[BEGIN Extract provided]

Pandas Series

Pandas Series#

This tutorial introduces the fundamental building block of pandas, the Series. By the end of this section, you will learn how to create different types of Series, subset them, modify them, and summarize them.

What is a Series?#

In the simplest terms, a Series is an ordered collection of values, generally all the same type. As examples of what you can do with a series, you can have a Series that contains the ages of everyone in your class (a numeric Series), or a Series of all the names of people in your family (a string Series).

This may sound familiar: isn’t that how we described numpy vectors (i.e. one-dimensional numpy arrays)? Yes! In fact, Series are basically one-dimensional numpy arrays with lots of extra features added on top of them. As we’ll see, almost everything you could do with a numpy array you can do with a Series; Series can just do more. In particular, the Series provides the option to use an explicit index (rather than only using the row numbers), as well as some querying and analysis tools which we’ll discuss through this course.

Series are central to pandas because pandas was designed for statistics, and Series are a perfect way to collect lots of different observations of a variable. We’ll see that the apex of pandas functionality which is found in DataFrames is essentially a collection of Series. Understanding Series will enable you to better understand DataFrames and their value for programming for data science.

Creating a series#

There are lots of ways to create Series, but the easiest is to just pass a list or an array to the pd.Series constructor.

To illustrate, let me tell you about a week at the zoo I wish I owned. Here’s what attendance looked like at my zoo last week:

Day of Week	Attendees
Monday	132 people
Tuesday	94 people
Wednesday	112 people
Thursday	84 people
Friday	254 people
Saturday	322 people
Sunday	472 people

Let’s make a Series for this attendance pattern:

import pandas as pd  # We have to import pandas to use Series!

attendance = pd.Series([132, 94, 112, 84, 254, 322, 472])

[END Extract provided]
[BEGIN Extracted information]

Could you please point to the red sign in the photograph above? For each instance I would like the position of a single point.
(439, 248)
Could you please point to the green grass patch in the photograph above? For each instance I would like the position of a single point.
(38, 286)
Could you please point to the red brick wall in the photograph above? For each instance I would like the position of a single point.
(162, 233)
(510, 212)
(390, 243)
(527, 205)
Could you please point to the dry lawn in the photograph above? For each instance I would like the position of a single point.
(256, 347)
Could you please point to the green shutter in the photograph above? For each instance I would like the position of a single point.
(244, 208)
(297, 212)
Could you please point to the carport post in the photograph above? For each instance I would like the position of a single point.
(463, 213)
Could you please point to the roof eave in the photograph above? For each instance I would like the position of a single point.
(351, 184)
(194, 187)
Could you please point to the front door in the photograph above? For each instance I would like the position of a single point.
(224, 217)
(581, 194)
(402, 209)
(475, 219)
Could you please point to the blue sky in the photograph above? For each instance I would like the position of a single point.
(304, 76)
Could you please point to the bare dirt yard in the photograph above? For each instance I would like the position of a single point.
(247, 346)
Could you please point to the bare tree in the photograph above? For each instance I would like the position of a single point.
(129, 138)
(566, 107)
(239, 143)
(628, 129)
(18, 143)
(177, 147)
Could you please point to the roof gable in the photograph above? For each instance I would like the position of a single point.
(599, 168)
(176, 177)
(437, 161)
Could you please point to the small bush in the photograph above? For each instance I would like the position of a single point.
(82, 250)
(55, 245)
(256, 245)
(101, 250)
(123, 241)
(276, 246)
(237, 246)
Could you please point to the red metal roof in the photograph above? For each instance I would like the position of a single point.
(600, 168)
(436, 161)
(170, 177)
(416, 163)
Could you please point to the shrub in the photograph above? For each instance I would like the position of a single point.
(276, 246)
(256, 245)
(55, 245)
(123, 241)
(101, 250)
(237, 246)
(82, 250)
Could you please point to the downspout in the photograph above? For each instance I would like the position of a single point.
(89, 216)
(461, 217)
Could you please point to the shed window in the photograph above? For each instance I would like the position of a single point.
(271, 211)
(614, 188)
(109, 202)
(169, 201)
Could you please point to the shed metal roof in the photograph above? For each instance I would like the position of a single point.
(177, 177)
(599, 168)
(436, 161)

[END Extracted information]

Short exercise: Reproduce the pandas Series tutorial word for word from "This tutorial introduces" to "(a string Series).".

The solution:
This tutorial introduces the fundamental building block of pandas, the Series. By the end of this section, you will learn how to create different types of Series, subset them, modify them, and summarize them.

What is a Series?#

In the simplest terms, a Series is an ordered collection of values, generally all the same type. As examples of what you can do with a series, you can have a Series that contains the ages of everyone in your class (a numeric Series), or a Series of all the names of people in your family (a string Series).